- **Provided passage**:
%%
Faithful Protestants have long struggled with the issues confronting
the American people. Leaders of our churches helped spark the
American Revolution, helped write the constitution and jump started
the Abolitionist movement.

More recently, mainline clergy and lay members have been prominent
supporters of the anti-war and civil rights movements of the 1960s
and 70s. Protestant clergy along with their Catholic counterparts
formed the backbone of the disarmament campaign of the 1980s.
Mainline clergy and lay members have been proponents of the
separation of church and state, fought for the rights of religious
minorities and have promoted the status of women. They have also
fought to promote the safety of gays and lesbians in the U.S.  Sadly,
our churches haven't made these causes as they relate to the Middle
East a high priority. The only people in the Middle East our churches
seem willing to defend are those who blame the Jewish State for their
suffering.

While the membership of the top six mainline denominations has
declined from 28 million in the 1960s to approximately 20 million in
1998, their influence cannot be ignored. In 1998, these top six
mainline denominations had 75,000 local congregations, in which an
estimated 4 million sermons were preached annually. Mainline churches
support approximately 50 seminaries and some support their own
publishing houses.

By virtue of their history, symbolism and theology, mainline churches
have a unique capacity to whisper quietly (and sometimes shout) into
the ear of the American people. Because these churches typically
interpret the bible and the Christian faith through a lens of
experience and rationality, mainline churches serve as a credible
witness to American society writ large, even to those Americans who
don't share the faith these churches confess. For many Americans –
religious and non-religious – mainline churches represent a badly
needed counterbalance to the fundamentalist community that many
people regard with suspicion.
%%
- **Collected material**:
%%
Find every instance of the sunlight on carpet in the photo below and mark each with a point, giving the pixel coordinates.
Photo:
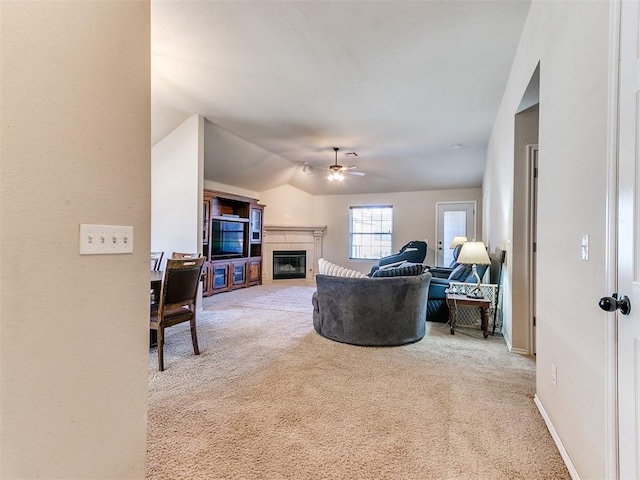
%%
- **Stated problem 1**: Write out the passage on mainline churches starting with "While the membership" and going on through "publishing houses.".
- **Stated problem 2**: In the paragraph about membership in the passage on mainline churches, list every count it gives, leaving out years, and say what each one counts.
The data shown above were taken from a different source than the passage on mainline churches.

- **Written solution 1**:
While the membership of the top six mainline denominations has
declined from 28 million in the 1960s to approximately 20 million in
1998, their influence cannot be ignored. In 1998, these top six
mainline denominations had 75,000 local congregations, in which an
estimated 4 million sermons were preached annually. Mainline churches
support approximately 50 seminaries and some support their own
publishing houses.

- **Written solution 2**:
- Six: the top mainline denominations
- 28 million: members in the 1960s
- Approximately 20 million: members in 1998
- 75,000: local congregations in 1998
- An estimated 4 million: sermons preached annually
- Approximately 50: seminaries supported by mainline churches